From the data below, copy exactly the lines that lie between the one holding "The component shall return one point per instance of the chest" and the one holding "The component shall return one point per instance of the black", including both, and nothing more.
+++ INPUT +++
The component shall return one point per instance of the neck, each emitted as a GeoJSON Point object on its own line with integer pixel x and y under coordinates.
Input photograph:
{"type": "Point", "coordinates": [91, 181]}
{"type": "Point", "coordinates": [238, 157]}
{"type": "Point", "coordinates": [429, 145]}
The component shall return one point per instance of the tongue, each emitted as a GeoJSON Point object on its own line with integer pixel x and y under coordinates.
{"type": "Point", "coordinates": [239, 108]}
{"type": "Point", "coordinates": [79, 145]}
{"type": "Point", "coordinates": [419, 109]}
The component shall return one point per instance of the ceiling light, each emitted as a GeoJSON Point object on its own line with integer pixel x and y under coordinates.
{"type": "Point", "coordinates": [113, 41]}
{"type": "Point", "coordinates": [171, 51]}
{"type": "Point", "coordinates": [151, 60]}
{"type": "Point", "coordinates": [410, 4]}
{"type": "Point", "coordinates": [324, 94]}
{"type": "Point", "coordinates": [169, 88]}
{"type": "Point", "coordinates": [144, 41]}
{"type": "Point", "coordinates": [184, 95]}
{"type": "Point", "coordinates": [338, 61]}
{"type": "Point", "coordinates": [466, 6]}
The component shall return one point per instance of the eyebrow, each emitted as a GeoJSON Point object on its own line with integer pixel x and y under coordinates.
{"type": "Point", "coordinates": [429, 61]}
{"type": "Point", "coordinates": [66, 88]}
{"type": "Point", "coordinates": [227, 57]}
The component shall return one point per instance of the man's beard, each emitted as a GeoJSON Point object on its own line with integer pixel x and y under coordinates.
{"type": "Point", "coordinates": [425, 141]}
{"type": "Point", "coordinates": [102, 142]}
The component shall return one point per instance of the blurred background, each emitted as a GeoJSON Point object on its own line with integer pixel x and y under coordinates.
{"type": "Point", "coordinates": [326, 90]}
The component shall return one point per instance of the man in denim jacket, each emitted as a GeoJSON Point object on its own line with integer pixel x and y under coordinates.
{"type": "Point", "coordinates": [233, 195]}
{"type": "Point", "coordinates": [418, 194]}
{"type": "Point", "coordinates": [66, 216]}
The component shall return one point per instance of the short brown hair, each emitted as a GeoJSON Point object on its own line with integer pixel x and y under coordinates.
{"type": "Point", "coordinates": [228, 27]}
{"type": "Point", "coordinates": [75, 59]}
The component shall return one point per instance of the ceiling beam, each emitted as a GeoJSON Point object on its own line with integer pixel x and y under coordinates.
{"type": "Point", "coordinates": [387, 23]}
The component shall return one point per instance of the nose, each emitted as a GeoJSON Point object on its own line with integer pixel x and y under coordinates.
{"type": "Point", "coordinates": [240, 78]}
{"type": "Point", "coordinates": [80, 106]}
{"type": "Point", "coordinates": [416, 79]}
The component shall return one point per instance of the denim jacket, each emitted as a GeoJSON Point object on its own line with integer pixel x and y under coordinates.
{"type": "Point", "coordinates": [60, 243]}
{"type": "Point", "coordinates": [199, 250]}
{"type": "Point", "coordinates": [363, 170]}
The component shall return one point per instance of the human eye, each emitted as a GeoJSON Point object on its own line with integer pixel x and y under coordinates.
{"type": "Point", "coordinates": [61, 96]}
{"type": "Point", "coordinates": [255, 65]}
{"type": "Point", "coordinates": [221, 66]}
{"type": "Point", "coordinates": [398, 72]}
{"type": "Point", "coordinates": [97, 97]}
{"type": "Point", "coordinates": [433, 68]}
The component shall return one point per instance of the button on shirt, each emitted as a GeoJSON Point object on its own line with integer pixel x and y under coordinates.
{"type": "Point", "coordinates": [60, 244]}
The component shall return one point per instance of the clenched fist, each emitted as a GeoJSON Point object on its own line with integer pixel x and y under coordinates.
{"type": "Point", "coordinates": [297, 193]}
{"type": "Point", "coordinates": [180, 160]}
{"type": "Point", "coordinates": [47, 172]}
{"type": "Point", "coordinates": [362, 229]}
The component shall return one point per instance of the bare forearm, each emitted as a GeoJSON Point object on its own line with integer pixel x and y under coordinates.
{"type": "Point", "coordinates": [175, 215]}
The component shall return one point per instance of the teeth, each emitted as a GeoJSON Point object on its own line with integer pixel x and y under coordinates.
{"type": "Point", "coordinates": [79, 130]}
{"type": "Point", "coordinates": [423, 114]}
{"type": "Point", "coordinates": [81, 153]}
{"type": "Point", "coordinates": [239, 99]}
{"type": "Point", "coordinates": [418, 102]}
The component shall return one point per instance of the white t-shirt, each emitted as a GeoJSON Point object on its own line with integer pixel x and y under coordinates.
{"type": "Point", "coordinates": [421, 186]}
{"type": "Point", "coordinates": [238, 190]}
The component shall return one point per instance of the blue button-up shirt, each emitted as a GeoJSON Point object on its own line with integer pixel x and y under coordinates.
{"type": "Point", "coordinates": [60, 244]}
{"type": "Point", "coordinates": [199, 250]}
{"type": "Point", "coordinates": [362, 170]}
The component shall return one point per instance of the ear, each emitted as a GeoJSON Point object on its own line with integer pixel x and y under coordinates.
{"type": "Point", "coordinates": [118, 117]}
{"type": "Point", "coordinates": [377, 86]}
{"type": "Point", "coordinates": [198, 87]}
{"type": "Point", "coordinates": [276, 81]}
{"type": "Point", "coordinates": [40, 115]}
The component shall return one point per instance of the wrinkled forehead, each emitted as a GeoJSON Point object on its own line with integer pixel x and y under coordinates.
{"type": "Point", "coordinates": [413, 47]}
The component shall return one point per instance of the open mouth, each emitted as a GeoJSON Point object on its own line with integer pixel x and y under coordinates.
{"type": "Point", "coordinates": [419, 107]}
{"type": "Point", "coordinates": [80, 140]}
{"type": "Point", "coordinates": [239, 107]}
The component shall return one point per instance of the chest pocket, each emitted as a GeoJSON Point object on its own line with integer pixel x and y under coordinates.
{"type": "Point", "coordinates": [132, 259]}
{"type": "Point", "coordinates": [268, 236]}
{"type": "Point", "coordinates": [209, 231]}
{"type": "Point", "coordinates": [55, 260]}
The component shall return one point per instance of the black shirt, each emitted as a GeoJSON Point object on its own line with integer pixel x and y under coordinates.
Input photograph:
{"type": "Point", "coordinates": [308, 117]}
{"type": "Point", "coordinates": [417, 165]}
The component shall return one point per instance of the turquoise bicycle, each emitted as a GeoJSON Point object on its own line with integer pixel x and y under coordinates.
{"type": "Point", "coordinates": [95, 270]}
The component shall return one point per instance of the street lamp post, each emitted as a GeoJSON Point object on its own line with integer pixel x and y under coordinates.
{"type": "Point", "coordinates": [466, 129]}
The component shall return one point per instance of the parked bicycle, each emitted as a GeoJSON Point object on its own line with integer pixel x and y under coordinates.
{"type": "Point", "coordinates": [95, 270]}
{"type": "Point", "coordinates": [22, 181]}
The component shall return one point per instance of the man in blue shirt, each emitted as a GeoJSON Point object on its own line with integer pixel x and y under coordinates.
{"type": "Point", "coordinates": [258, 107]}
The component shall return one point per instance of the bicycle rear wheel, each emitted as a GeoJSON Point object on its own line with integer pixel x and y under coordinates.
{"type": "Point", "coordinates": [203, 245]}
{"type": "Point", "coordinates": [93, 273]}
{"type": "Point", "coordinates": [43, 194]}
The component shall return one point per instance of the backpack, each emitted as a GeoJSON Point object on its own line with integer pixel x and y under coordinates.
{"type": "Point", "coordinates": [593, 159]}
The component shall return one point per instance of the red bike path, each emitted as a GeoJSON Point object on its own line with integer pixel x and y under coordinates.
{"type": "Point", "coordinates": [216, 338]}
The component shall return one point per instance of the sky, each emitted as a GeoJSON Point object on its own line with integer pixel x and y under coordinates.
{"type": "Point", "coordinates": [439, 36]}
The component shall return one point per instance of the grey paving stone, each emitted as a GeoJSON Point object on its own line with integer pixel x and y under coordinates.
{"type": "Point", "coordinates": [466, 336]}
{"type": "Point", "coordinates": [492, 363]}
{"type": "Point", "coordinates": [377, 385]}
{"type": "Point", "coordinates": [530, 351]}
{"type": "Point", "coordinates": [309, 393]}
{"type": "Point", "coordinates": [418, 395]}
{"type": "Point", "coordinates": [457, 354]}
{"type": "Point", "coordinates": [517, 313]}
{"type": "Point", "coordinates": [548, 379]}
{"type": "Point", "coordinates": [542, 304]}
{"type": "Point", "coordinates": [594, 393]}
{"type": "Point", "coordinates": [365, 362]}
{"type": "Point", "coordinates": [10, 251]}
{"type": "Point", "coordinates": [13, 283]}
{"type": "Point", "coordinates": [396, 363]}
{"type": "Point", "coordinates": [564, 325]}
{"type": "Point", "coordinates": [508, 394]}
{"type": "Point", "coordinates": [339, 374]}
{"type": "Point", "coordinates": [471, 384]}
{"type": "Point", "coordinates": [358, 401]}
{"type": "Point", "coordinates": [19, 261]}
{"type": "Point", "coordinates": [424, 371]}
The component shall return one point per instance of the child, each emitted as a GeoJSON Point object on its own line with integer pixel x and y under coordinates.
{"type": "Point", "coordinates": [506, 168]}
+++
• _WRITTEN RESPONSE_
The component shall return one point per instance of the chest pocket, each emitted as a GeoJSON Point object on its own line with integer pixel x and y under coordinates.
{"type": "Point", "coordinates": [132, 259]}
{"type": "Point", "coordinates": [268, 236]}
{"type": "Point", "coordinates": [209, 231]}
{"type": "Point", "coordinates": [55, 260]}
The component shall return one point per instance of the black shirt, each emitted as a GeoJSON Point object on its own line with integer pixel x and y under coordinates.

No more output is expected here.